● **COURT EXERCICE 1**:
Dénombrez les lignes des enregistrements où figure la chaîne « surface », en respectant la casse. Indiquez seulement ce nombre.

● **EXTRAIT FOURNI**:
━━━━━━

Depuis la mort de Georges Floyd aux États-Unis, la colère face au racisme et à la violence policière monte, et dans de nombreux pays à travers le monde, on voit des statues dégradées, détruites. Ce mouvement monumental qui secoue la planète vient d’atteindre l’Île-du-Prince-Édouard.
À Charlottetown, plusieurs citoyens ont écrit au conseil municipal pour demander le retrait du bronze de Sir John A. Macdonald, assis sur un banc à l’entrée de la voie piétonne Victoria Row. Ils considèrent la statue, qui représente le premier premier ministre du Canada, comme un symbole inacceptable et un obstacle au vivre-ensemble.
Les milliers de touristes qui visitent la ville chaque année se photographient aux côtés du personnage qui les accueille depuis 2008.
«Ça ne reflète pas le Canada inclusif dans lequel je veux vivre, un Canada qui reconnait les droits de tous les citoyens, propose une histoire complexe aux touristes, facilite l’émergence d’un récit partagé, acceptable par tous», explique Ann Braithwaite, professeure à l’Université de l’Île-du-Prince-Édouard, qui appelle la municipalité à être du «bon côté de l’histoire».
La coordonnatrice d’un programme d’études sur la diversité et la justice sociale se sent injuriée par ce monument au regard de l’histoire et de l’exigence d’égalité.
John A. Macdonald, père de la Confédération qui a pris part à la Conférence de Charlottetown en 1864, est aussi connu pour être l’un des architectes des pensionnats autochtones. Une politique à l’origine d’abus ayant persisté pendant plus d’un siècle.

Rappeler les injustices
Pour des représentants de la communauté micmaque de l’Ile, c’est plutôt en faisant parler la pierre qu’on fera avancer la société.
La directrice de l’organisme porte-parole L’Nuey, Jenene Wooldridge, préfèrerait laisser la statue à sa place et y ajouter un panneau explicatif.

━━━━━━

[Enregistrements d'une collecte de données]
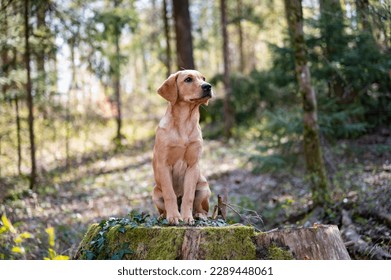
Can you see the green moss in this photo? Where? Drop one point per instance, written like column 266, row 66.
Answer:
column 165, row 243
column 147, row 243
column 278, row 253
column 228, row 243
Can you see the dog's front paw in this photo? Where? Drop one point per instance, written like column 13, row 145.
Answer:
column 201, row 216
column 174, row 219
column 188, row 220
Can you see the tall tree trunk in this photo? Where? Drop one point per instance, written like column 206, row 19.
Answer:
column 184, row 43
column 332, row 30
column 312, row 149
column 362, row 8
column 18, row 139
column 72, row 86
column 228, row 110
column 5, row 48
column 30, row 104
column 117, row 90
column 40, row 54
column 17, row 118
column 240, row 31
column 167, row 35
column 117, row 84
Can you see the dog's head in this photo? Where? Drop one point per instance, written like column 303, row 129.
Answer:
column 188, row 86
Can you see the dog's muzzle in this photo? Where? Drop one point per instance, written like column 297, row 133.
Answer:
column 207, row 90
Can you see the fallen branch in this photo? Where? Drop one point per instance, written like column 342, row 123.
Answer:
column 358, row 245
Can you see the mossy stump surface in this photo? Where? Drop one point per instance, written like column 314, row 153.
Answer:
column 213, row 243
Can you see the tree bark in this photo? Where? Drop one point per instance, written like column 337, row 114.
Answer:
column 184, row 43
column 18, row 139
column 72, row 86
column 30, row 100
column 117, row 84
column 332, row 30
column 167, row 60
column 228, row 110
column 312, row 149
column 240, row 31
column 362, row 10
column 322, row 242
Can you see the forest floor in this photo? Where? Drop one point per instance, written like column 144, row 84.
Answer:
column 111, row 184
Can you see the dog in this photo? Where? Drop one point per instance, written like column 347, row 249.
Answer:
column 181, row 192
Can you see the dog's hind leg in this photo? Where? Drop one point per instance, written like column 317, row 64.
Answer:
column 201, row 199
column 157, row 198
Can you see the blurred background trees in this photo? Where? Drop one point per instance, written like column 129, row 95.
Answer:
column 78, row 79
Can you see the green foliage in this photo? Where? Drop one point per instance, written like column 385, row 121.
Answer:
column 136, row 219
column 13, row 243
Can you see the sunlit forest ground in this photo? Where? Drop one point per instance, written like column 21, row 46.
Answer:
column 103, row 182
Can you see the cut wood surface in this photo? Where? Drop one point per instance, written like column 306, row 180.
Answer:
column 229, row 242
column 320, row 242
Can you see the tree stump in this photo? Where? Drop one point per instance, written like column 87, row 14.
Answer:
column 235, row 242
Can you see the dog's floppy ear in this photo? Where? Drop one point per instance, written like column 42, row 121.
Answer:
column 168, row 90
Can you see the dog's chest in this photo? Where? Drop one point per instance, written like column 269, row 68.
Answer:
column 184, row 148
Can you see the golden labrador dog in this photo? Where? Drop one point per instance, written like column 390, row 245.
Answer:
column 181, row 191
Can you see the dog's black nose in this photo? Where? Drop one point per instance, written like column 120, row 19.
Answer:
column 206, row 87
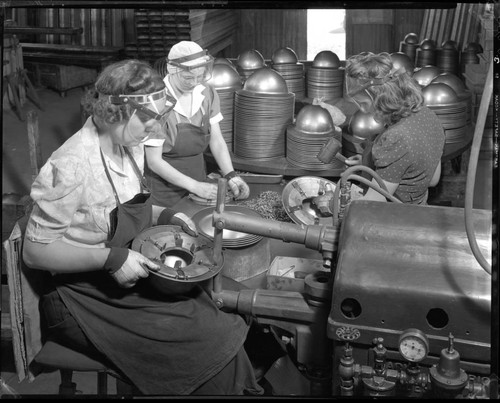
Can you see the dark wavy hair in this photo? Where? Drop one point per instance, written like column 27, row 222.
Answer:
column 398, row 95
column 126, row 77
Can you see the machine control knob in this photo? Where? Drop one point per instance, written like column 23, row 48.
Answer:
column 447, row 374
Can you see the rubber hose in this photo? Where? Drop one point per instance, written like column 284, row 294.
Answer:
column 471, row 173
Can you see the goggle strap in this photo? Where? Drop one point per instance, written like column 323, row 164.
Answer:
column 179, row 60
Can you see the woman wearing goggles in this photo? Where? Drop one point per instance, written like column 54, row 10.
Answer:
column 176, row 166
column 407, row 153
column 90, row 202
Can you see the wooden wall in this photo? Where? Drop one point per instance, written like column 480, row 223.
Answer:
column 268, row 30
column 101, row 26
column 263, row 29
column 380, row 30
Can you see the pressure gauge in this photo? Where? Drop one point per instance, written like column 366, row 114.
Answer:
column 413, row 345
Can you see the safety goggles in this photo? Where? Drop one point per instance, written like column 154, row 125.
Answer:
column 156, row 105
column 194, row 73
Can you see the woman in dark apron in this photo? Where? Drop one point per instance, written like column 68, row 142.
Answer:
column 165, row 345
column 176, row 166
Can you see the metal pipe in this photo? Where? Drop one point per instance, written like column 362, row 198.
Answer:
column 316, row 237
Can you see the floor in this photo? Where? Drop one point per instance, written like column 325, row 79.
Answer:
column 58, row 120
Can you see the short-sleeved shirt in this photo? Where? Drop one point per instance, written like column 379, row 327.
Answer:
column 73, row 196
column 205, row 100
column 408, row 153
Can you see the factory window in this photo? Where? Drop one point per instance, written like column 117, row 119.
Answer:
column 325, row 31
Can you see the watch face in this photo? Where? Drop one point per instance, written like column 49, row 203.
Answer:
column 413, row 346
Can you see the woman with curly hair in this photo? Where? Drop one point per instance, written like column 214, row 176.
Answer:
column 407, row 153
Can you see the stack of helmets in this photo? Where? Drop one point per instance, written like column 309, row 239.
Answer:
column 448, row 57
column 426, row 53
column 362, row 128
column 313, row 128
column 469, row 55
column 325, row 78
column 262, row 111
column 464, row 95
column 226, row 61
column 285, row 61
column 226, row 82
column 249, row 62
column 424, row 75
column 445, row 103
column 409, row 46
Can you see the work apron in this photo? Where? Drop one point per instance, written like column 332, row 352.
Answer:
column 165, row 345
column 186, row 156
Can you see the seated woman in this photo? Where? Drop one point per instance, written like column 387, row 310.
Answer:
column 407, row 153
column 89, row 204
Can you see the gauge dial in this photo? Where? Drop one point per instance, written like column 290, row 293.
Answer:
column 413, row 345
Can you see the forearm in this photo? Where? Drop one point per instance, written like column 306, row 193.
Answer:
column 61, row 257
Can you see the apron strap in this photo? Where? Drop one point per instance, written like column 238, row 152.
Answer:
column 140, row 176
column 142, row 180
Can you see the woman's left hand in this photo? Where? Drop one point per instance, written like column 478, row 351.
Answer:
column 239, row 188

━━━━━━

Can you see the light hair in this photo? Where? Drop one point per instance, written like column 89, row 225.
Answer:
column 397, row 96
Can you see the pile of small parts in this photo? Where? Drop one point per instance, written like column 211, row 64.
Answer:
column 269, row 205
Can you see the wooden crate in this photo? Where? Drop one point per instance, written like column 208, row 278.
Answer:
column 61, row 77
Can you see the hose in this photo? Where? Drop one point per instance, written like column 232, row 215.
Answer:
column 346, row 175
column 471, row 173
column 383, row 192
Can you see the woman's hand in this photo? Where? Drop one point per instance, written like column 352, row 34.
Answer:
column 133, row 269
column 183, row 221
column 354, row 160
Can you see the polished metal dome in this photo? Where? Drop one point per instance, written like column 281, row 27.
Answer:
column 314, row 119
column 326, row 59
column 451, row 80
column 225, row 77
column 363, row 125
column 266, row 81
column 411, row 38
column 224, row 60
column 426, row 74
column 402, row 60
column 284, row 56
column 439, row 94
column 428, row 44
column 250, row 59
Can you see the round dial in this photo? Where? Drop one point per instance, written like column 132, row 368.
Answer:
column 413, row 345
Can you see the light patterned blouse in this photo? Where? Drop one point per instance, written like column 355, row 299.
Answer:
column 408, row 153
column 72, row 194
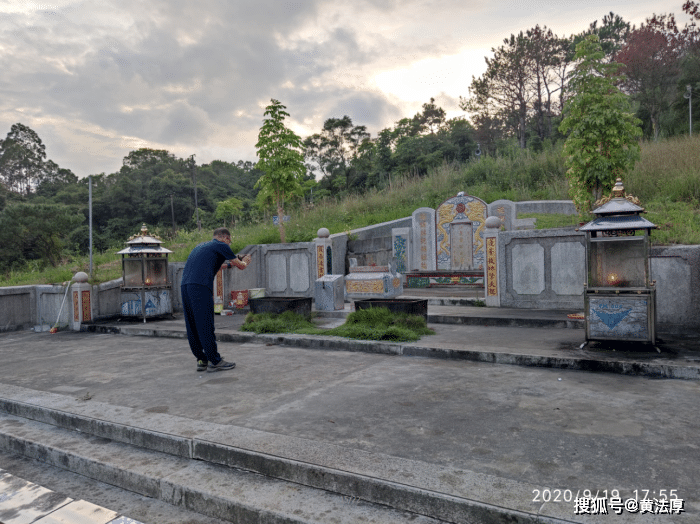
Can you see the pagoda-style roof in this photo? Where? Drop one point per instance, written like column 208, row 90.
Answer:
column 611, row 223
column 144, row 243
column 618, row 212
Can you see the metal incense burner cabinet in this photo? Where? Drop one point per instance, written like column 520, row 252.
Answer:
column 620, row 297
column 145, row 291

━━━━━━

● **COURT EXERCICE 2**:
D'après l'extrait fourni, depuis quelle année la statue de John A. Macdonald accueille-t-elle les touristes à Charlottetown ?

● **RÉPONSE COMPLÈTE 1**:
2

● **RÉPONSE COMPLÈTE 2**:
Depuis 2008.